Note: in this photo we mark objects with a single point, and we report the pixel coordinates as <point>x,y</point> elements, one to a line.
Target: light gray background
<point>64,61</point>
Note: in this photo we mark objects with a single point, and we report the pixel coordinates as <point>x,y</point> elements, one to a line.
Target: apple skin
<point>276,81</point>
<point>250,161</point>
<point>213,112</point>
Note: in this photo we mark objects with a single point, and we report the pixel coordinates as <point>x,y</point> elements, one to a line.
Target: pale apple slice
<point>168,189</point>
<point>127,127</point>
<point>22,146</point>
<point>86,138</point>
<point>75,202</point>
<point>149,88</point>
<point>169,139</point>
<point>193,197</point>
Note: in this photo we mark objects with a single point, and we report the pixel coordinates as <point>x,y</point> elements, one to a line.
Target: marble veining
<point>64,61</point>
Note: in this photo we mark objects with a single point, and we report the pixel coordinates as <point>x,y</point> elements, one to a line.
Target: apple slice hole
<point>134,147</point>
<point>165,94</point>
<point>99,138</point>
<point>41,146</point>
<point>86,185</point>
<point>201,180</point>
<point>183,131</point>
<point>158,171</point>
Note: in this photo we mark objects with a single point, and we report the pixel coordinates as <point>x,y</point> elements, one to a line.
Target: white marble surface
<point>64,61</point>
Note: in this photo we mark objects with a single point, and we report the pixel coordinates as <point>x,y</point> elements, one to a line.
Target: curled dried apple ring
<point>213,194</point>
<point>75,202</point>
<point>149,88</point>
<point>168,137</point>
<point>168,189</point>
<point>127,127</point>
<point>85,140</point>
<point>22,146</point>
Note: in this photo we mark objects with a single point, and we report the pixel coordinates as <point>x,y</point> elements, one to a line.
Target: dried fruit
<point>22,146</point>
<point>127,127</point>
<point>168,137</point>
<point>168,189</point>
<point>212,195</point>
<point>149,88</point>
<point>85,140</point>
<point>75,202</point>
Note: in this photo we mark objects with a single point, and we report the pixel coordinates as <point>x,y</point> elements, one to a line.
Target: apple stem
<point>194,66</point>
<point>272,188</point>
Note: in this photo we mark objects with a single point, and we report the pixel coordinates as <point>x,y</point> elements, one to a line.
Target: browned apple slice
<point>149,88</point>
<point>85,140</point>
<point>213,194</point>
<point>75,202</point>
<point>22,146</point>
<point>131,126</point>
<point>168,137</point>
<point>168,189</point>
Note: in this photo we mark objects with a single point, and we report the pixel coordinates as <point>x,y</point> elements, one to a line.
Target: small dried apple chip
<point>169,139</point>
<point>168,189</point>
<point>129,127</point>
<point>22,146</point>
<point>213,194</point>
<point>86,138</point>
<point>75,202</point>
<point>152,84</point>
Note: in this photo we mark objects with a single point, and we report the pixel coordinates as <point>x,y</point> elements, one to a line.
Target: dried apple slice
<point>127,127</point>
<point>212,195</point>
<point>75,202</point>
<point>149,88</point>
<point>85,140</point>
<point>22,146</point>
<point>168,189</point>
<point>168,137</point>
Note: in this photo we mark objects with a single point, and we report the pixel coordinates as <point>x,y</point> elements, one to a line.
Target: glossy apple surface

### Required work
Swap "apple skin" for "apple peel" in the lines running from the start of the records through the line with "<point>213,112</point>", and reproduce those lines with everything else unchanged.

### Answer to this task
Note: in this photo we mark objects with a single point, and we report the pixel coordinates as <point>x,y</point> elements, one to a line.
Target: light gray background
<point>64,61</point>
Note: in this photo we mark objects with a single point, and we report the pixel coordinates as <point>x,y</point> elements, one to a line.
Target: apple peel
<point>276,81</point>
<point>250,161</point>
<point>213,112</point>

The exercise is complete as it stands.